- **PASSAGE DONNÉ**:
◇ ◇ ◇ ◇ ◇

L’affaire de Lembreta[1] traîne un peu en longueur ; mais elle se fera, malgré le dérangement où l’on est.


6629. — À CATHERINE II.
22 décembre.

Madame, que Votre Majesté impériale me pardonne, non vous n’êtes point l’aurore boréale[2] ; vous êtes assurément l’astre le plus brillant du Nord, et il n’y en a jamais eu d’aussi bienfaisant que vous : Andromède, Persée, et Calisto, ne vous valent pas. Tous ces astres-là auraient laissé Diderot mourir de faim. Il a été persécuté dans sa patrie, et vos bienfaits viennent l’y chercher[3]. Louis XIV avait moins de magnificence que Votre Majesté ; il récompensa le mérite dans les pays étrangers, mais on lui indiquait ce mérite : vous le cherchez, madame, et vous le trouvez. Vos soins généreux pour établir la liberté de conscience en Pologne sont un bienfait que le genre humain doit célébrer, et j’ambitionne bien d’oser parler au nom du genre humain, si ma voix peut encore se faire entendre.

◇ ◇ ◇ ◇ ◇

- **CONSIGNES**:
Dans le passage, relevez tous les noms propres d’astres que la lettre déclare inférieurs à l’impératrice.

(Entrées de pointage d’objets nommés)

◇ ◇ ◇ ◇ ◇

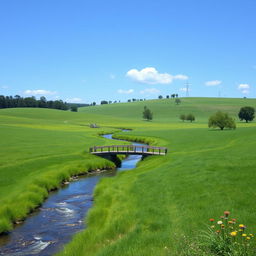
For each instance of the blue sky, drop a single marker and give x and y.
(84, 51)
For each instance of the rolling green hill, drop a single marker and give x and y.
(157, 208)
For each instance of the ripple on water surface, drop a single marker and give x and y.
(61, 216)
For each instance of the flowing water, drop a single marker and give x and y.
(49, 228)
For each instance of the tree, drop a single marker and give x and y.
(147, 114)
(190, 117)
(177, 101)
(183, 117)
(246, 113)
(221, 120)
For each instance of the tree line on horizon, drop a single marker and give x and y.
(31, 102)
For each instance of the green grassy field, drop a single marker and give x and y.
(160, 207)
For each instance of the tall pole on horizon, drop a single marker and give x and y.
(187, 89)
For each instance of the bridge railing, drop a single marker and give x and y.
(123, 149)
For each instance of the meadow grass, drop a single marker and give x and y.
(160, 207)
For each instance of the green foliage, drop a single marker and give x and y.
(221, 120)
(246, 113)
(226, 237)
(155, 209)
(147, 114)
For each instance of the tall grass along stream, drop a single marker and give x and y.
(59, 218)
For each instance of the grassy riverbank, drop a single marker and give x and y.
(41, 148)
(161, 207)
(156, 209)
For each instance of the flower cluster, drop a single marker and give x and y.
(231, 236)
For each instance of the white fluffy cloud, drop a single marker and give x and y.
(150, 91)
(121, 91)
(74, 100)
(213, 83)
(243, 86)
(150, 75)
(39, 92)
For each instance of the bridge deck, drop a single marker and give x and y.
(128, 150)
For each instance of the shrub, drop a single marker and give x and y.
(221, 120)
(246, 113)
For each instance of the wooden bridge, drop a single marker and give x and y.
(128, 150)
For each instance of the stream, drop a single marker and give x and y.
(51, 226)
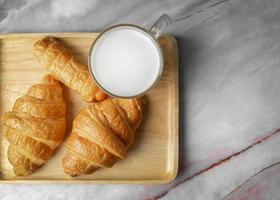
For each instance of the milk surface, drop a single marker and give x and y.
(125, 61)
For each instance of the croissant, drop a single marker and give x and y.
(101, 135)
(35, 126)
(61, 63)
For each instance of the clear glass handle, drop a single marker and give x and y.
(160, 25)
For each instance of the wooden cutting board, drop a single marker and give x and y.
(154, 156)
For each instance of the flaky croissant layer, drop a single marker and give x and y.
(101, 135)
(62, 64)
(35, 126)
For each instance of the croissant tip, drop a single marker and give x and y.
(49, 79)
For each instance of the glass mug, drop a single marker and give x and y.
(126, 60)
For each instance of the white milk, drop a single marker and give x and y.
(125, 61)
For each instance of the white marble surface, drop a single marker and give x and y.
(229, 87)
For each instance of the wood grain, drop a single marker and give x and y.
(154, 156)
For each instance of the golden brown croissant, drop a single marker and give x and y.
(61, 63)
(35, 126)
(101, 135)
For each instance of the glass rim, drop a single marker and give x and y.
(155, 42)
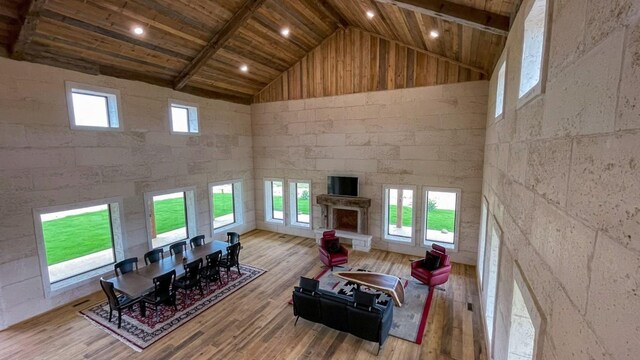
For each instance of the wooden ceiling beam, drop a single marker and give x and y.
(460, 14)
(333, 13)
(218, 41)
(29, 17)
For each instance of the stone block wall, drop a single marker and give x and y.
(44, 163)
(428, 136)
(562, 180)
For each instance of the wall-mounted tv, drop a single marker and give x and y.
(342, 185)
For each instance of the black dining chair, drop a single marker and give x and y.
(117, 303)
(153, 256)
(233, 237)
(196, 241)
(178, 248)
(125, 266)
(232, 259)
(191, 279)
(163, 293)
(211, 271)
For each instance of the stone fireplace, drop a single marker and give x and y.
(345, 213)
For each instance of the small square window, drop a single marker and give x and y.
(183, 118)
(92, 107)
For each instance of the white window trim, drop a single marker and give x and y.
(268, 201)
(482, 240)
(193, 112)
(191, 212)
(385, 211)
(502, 62)
(428, 243)
(113, 100)
(293, 214)
(540, 87)
(118, 234)
(238, 207)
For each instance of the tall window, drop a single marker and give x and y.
(78, 239)
(442, 210)
(522, 332)
(398, 213)
(533, 47)
(273, 200)
(92, 107)
(184, 117)
(226, 204)
(482, 243)
(500, 88)
(300, 203)
(490, 292)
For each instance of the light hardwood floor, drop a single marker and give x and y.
(257, 323)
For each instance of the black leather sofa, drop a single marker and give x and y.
(358, 315)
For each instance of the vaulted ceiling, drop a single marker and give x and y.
(198, 46)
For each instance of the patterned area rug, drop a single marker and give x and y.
(409, 321)
(139, 333)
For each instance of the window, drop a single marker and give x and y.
(442, 209)
(522, 331)
(482, 243)
(184, 117)
(273, 200)
(226, 204)
(500, 89)
(79, 241)
(92, 107)
(398, 213)
(300, 203)
(171, 216)
(492, 280)
(533, 47)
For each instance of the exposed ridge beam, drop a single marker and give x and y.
(218, 41)
(333, 13)
(461, 14)
(29, 17)
(430, 53)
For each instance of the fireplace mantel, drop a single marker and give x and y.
(328, 202)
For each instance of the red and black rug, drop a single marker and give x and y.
(140, 332)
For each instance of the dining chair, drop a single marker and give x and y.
(196, 241)
(153, 256)
(191, 279)
(211, 271)
(117, 303)
(163, 293)
(125, 266)
(178, 248)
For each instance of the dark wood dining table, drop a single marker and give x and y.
(139, 282)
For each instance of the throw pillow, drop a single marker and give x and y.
(333, 247)
(431, 261)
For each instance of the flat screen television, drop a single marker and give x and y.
(342, 185)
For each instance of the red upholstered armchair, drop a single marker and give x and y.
(331, 252)
(433, 277)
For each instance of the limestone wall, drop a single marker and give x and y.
(44, 163)
(562, 180)
(423, 136)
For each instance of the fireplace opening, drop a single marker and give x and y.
(345, 219)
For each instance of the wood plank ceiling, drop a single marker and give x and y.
(198, 46)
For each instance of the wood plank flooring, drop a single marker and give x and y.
(257, 323)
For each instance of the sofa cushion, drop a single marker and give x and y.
(431, 261)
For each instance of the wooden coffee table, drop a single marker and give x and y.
(386, 283)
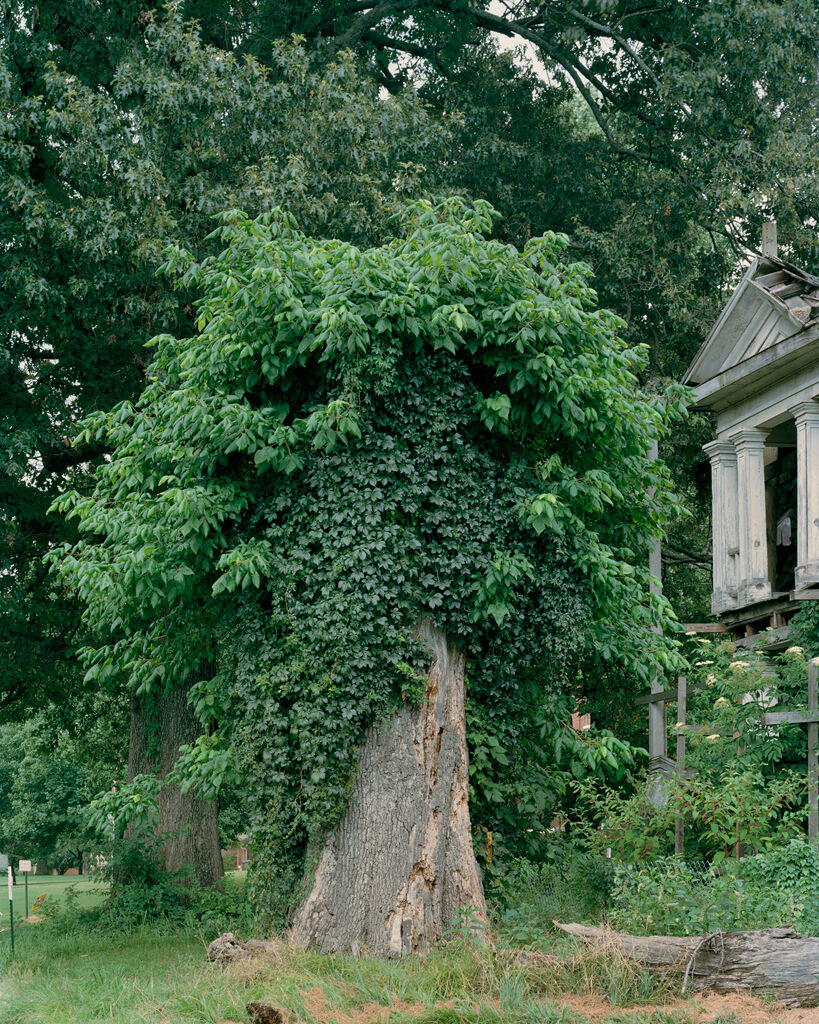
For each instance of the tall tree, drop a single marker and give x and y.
(392, 461)
(113, 148)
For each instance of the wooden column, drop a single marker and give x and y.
(806, 417)
(725, 529)
(753, 583)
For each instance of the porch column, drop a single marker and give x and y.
(753, 584)
(725, 528)
(806, 416)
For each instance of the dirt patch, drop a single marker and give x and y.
(701, 1009)
(315, 1003)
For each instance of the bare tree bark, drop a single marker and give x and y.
(190, 822)
(400, 867)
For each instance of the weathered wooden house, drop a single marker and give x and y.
(759, 371)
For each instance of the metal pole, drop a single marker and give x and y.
(657, 739)
(813, 759)
(682, 695)
(11, 905)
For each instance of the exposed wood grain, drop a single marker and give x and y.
(772, 962)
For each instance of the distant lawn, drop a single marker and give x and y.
(90, 892)
(70, 971)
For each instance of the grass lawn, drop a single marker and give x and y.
(72, 974)
(89, 892)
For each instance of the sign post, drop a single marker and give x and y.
(11, 905)
(26, 866)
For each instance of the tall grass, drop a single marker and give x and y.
(67, 973)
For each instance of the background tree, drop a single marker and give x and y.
(658, 137)
(109, 155)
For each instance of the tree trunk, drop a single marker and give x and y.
(400, 867)
(775, 963)
(190, 822)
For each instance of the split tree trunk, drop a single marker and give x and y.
(190, 822)
(400, 866)
(770, 962)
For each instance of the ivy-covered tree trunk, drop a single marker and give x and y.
(190, 822)
(400, 867)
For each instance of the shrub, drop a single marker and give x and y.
(572, 885)
(673, 897)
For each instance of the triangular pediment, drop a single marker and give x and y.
(773, 301)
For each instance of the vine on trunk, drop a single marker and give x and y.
(441, 428)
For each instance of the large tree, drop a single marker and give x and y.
(380, 470)
(112, 148)
(658, 136)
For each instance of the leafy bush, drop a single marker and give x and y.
(570, 886)
(673, 897)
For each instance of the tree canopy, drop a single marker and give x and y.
(354, 439)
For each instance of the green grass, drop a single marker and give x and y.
(89, 892)
(66, 972)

◇ ◇ ◇ ◇ ◇

- **RÉSULTAT**:
Andromède, Persée, Calisto